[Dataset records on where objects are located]

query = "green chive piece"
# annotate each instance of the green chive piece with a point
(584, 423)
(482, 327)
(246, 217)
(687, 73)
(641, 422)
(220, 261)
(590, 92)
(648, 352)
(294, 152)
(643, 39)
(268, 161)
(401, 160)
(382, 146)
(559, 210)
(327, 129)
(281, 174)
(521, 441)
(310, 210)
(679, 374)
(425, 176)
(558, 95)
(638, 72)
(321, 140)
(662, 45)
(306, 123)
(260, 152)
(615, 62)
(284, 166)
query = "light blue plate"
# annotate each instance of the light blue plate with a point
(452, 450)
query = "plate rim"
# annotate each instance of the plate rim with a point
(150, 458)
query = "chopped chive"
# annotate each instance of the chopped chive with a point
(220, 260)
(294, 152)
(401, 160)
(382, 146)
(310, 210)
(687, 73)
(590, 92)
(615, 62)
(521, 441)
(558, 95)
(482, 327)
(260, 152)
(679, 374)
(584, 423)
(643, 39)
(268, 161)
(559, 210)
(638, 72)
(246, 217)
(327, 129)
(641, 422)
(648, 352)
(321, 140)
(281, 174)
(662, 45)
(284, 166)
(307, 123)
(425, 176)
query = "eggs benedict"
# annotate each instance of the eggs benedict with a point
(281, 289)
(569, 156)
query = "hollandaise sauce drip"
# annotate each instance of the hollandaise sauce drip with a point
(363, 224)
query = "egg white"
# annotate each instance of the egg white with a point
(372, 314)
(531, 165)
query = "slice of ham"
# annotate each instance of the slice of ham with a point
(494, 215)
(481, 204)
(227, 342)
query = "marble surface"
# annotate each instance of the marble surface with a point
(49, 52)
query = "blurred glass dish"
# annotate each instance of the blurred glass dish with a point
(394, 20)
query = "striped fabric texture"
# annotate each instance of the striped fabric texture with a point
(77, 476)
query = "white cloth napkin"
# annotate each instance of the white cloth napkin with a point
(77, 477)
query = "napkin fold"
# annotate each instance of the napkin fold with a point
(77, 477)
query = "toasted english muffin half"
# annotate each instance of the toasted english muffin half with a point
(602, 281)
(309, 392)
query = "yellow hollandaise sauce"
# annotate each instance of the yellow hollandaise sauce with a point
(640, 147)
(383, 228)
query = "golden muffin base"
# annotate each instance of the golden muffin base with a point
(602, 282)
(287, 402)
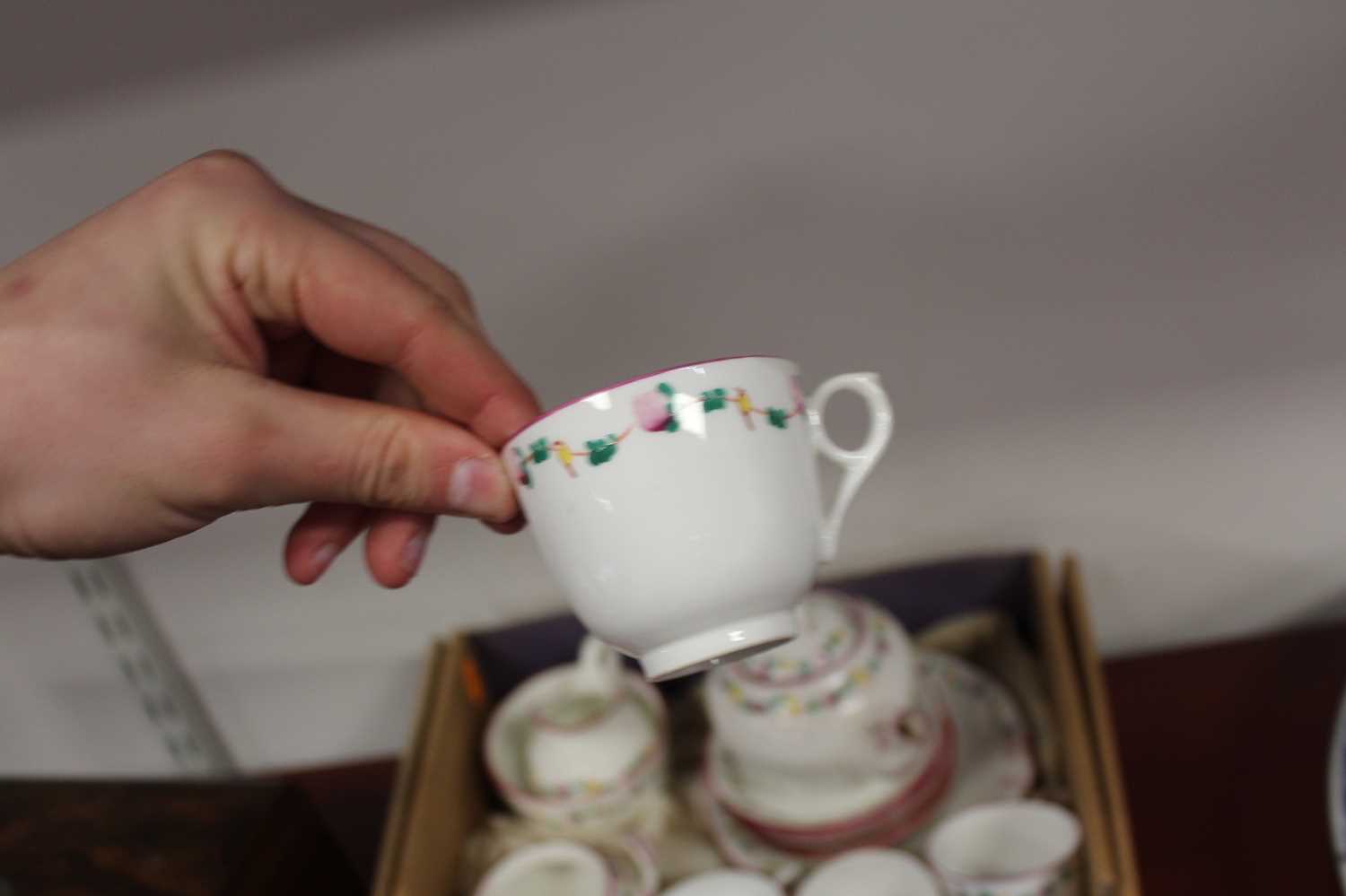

• Aim: Gather every line of the material above that contains the word "yellow", matching case.

• Task solution:
query = "yellow hollandaise sauce"
# annotate each instance of the yellow hollandaise sauce with a point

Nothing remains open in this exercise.